Kurikulum PTV yang seharusnya melanjutkan SMV lebih condong ke kurikulum pendidikan sarjana. Implikasi yang kelima adalah pendidikan PTV yang berdurasi 75% dari pendidikan sarjana (3 tahun berbanding 4 tahun). Hal ini berbeda dari desain asalnya di Swiss, dimana durasi pendidikan TS hanya 50% dibanding pendidikan sarjana, sehingga tidak terrasa tanggung. Implikasi keenam adalah karena berdurasi 3 tahun, lulusan sarjana dari luar negeri yang kebanyakan berdurasi 3 tahun, disetarakan dengan diploma-3 ketika melakukan proses penyetaraan ijazah [5-6].
Sebenarnya langkah awal yang sudah diambil pemerintah untuk mengadopsi PTV dari Swiss merupakan langkah yang sangat tepat. Dunia sudah mengakui keberhasilan pelaksanaan pendidikan vokasi di Swiss ini [7]. Bahkan tidak kurang dari negara superpower Amerika Serikat ingin mengadopsi sistem apprenticeship dari Swiss [8]. Angka pengangguran usia muda yang rendah adalah indikator utama keberhasilan pendidikan SMV di Swiss, sekaligus penyebab banyaknya negara yang ingin mengadopsi sistem serupa [9].

» **DAFTAR TUGAS**
**a.** Salin ulang bagian kutipan tentang pendidikan vokasi, mulai dari "Kurikulum PTV yang" dan berlanjut sampai "penyetaraan ijazah [5-6].", lalu tukar "Swiss" dengan "Jerman".
**b.** Jawab pertanyaan berikut berdasarkan kutipan tentang pendidikan vokasi.
(i) Berapa tahun durasi pendidikan PTV?
(ii) Negara superpower mana yang ingin mengadopsi sistem apprenticeship dari Swiss?
(iii) Apa indikator utama keberhasilan pendidikan SMV di Swiss?

[Data yang dikumpulkan]
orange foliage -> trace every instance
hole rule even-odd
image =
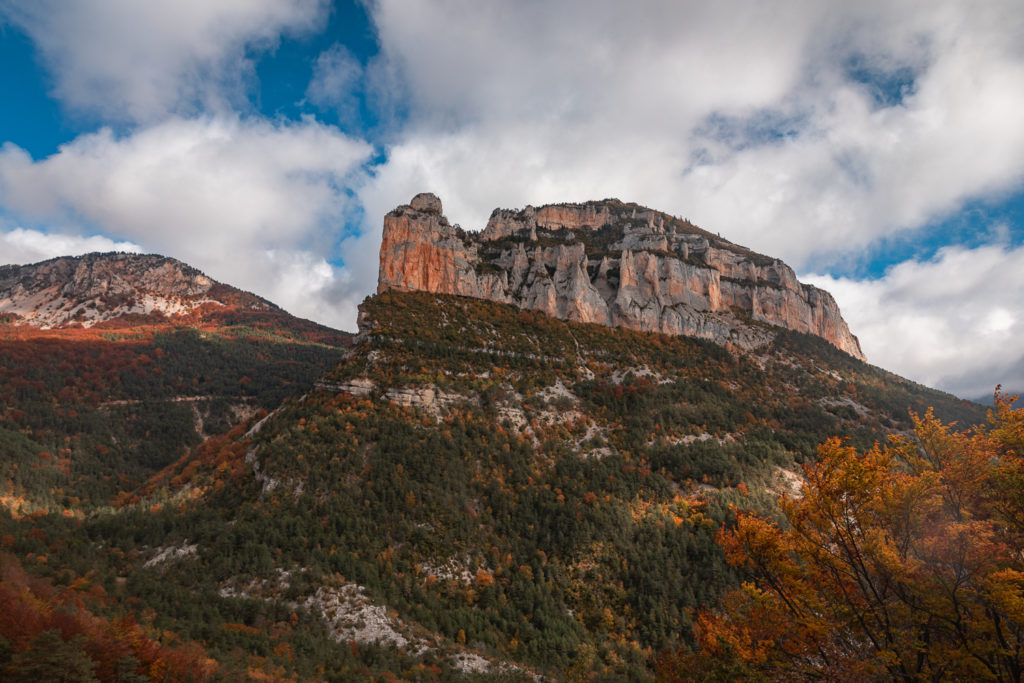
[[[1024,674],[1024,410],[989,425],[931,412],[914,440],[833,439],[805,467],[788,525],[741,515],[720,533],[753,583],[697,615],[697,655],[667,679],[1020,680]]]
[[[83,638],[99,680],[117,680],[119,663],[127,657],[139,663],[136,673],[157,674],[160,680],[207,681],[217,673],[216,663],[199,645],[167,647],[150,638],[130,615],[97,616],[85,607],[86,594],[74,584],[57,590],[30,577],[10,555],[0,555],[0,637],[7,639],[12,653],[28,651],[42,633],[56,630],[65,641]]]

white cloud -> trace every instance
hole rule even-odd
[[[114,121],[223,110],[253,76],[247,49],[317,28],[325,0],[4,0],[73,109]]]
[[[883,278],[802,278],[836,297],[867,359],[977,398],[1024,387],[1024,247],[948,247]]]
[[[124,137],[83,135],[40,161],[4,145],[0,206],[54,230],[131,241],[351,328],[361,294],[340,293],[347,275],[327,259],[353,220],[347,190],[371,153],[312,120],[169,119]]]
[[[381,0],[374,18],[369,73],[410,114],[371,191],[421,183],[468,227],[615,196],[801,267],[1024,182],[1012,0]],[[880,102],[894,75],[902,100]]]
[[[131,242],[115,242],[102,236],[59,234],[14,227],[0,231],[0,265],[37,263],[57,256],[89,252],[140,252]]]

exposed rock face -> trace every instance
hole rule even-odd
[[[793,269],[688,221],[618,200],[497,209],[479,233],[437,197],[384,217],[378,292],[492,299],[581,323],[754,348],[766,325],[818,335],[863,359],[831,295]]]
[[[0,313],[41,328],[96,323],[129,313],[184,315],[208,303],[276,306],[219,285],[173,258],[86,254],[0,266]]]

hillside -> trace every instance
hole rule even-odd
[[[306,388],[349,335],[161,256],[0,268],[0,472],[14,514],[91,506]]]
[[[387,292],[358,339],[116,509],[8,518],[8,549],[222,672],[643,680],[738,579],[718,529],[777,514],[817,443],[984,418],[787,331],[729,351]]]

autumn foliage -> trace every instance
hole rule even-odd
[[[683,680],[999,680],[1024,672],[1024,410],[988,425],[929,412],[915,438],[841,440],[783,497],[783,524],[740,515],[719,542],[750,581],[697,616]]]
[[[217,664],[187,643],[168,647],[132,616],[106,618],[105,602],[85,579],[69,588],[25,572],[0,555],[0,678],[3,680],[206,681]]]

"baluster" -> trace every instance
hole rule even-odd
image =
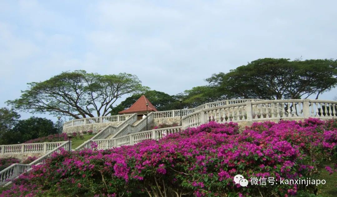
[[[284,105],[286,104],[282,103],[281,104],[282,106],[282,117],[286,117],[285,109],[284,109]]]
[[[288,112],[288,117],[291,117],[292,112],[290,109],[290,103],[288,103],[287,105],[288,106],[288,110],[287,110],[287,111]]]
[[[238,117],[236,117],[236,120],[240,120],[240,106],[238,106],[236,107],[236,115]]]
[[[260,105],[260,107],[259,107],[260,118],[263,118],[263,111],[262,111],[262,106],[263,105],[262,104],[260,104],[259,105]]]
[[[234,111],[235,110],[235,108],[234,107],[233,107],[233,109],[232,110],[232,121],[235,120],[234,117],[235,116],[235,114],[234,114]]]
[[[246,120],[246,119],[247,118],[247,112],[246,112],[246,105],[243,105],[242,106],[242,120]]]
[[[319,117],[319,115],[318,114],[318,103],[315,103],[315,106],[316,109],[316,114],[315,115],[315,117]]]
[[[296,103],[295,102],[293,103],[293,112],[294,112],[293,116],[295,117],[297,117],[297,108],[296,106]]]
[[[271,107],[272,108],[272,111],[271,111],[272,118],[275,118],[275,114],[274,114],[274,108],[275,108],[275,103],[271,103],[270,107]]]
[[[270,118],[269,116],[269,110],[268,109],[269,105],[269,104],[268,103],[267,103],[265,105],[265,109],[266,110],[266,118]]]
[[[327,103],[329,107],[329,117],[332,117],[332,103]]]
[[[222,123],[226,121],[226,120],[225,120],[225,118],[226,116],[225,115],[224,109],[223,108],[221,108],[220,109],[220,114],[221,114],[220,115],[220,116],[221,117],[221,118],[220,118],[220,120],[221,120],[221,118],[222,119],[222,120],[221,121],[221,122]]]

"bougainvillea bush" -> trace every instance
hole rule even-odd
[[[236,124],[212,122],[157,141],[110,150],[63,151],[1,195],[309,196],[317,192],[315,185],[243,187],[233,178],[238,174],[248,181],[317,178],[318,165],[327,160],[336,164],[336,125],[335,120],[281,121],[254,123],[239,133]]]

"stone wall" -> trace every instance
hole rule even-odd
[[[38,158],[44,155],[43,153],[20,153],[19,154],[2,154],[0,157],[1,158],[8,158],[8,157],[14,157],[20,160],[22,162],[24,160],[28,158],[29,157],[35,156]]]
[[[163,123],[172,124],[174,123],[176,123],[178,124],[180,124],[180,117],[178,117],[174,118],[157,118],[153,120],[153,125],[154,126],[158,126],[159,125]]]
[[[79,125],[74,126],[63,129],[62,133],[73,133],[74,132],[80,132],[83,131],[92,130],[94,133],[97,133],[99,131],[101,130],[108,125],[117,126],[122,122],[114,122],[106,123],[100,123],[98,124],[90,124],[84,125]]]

» **JAWABAN TIAP BUTIR**
**a.**
Kurikulum PTV yang seharusnya melanjutkan SMV lebih condong ke kurikulum pendidikan sarjana. Implikasi yang kelima adalah pendidikan PTV yang berdurasi 75% dari pendidikan sarjana (3 tahun berbanding 4 tahun). Hal ini berbeda dari desain asalnya di Jerman, dimana durasi pendidikan TS hanya 50% dibanding pendidikan sarjana, sehingga tidak terrasa tanggung. Implikasi keenam adalah karena berdurasi 3 tahun, lulusan sarjana dari luar negeri yang kebanyakan berdurasi 3 tahun, disetarakan dengan diploma-3 ketika melakukan proses penyetaraan ijazah [5-6].

**b.**
(i) Pendidikan PTV berdurasi 3 tahun.
(ii) Negara itu adalah Amerika Serikat.
(iii) Indikator utamanya adalah angka pengangguran usia muda yang rendah.